_What is expected_:
Please reproduce the material below word for word, starting with the line that contains "Quick — box the shrub" and going on through the line that contains "[0,174,1024,221]", both of those lines included.

_Data provided_:
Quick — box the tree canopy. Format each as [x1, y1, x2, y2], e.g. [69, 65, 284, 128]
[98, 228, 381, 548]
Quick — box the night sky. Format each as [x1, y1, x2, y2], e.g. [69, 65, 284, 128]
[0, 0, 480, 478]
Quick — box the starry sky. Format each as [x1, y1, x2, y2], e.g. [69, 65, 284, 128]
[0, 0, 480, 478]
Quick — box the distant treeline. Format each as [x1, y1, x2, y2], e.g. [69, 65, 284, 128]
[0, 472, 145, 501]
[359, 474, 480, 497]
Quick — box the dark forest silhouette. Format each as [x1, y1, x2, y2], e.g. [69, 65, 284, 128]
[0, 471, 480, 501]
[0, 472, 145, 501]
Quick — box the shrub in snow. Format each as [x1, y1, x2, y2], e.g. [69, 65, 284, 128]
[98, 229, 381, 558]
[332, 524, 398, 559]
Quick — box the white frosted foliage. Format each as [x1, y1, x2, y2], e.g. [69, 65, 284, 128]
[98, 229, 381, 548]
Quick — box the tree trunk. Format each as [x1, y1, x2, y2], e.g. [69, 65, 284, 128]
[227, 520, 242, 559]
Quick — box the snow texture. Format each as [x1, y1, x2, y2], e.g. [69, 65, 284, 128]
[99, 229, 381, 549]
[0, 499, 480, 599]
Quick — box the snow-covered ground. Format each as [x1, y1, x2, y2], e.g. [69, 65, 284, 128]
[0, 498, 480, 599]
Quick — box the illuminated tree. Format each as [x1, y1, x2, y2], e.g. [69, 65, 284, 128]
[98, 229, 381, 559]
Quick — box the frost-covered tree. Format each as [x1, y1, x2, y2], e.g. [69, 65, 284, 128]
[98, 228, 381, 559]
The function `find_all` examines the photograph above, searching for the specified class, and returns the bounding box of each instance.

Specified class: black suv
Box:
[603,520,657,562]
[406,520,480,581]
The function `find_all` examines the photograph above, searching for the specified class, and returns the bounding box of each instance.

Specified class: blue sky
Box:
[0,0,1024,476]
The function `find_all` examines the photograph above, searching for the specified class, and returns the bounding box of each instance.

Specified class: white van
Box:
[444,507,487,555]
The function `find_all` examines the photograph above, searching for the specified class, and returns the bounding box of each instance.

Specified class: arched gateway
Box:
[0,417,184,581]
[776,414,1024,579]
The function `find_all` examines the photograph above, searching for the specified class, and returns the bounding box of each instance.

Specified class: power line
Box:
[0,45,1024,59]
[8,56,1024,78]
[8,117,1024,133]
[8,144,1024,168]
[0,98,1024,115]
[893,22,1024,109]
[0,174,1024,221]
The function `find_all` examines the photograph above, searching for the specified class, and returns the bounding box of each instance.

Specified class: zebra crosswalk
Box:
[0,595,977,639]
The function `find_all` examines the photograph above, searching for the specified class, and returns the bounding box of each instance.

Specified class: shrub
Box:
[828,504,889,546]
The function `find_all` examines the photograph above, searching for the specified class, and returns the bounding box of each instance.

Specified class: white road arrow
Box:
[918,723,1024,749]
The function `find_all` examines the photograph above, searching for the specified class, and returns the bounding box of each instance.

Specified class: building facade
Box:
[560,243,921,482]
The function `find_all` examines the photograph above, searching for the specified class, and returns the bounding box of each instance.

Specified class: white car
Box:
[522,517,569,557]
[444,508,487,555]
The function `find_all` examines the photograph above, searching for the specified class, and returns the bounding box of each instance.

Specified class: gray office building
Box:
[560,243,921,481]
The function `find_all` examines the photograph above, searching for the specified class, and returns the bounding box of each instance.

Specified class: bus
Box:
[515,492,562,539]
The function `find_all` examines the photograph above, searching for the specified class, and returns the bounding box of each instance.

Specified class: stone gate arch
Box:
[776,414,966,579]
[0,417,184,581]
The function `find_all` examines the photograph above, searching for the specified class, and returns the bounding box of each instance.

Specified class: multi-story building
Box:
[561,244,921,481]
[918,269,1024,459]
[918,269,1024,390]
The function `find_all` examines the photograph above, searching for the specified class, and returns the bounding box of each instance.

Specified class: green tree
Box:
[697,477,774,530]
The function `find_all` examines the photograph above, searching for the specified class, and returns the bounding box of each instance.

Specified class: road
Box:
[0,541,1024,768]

_Solved exercise_:
Quick — box the shrub in snow. Format each as [x1, y1, x2, y2], e.g. [69, 65, 284, 128]
[98, 229, 381, 558]
[332, 524, 398, 559]
Quick — box the white frosted foliage. Format each as [x1, y1, x2, y2], e.g. [69, 65, 284, 128]
[98, 229, 381, 548]
Quick — box the tree trunk. Format each as [x1, y1, x2, y2], e.g. [69, 65, 284, 128]
[227, 520, 242, 559]
Quick — box the snow texture. Format each as [x1, y1, x2, y2], e.g. [69, 65, 284, 128]
[99, 229, 381, 549]
[0, 499, 480, 599]
Quick — box the snow-covered ground. Format each as [x1, y1, x2, y2], e.g. [69, 65, 284, 128]
[0, 498, 480, 599]
Quick — box the illuminated tree. Format each as [x1, y1, x2, y2], e.g. [69, 65, 284, 128]
[98, 229, 381, 559]
Quick — box the frost-covered tree. Format each as [x1, y1, x2, y2], e.g. [69, 65, 284, 128]
[98, 228, 381, 559]
The function `find_all` examines the photograph above, searching for the specified class, and returns the bounding box of each instance.

Specified class: black suv
Box:
[603,520,657,562]
[406,520,480,581]
The function `find_all` examines the photograph above, searching for the specified class, and returns the bounding box of each instance.

Specified class: blue sky
Box:
[0,0,1024,476]
The function `find_all` examines the photograph above, searching for the specified class, and returns the bounding box of each instance.

Specified class: white van
Box:
[444,507,487,555]
The function `find_all` examines the photograph above, searching for the specified class, and returns the bounding box of each instance.

Specified class: arched gateway
Box:
[0,417,184,581]
[776,414,1024,579]
The function `find_all` examines the photograph above, searching for the specified class, and returns the bounding box of each instance.

Specified class: power line
Box:
[0,45,1024,59]
[8,56,1024,78]
[8,117,1024,133]
[8,144,1024,168]
[0,98,1024,115]
[893,22,1024,109]
[0,174,1024,221]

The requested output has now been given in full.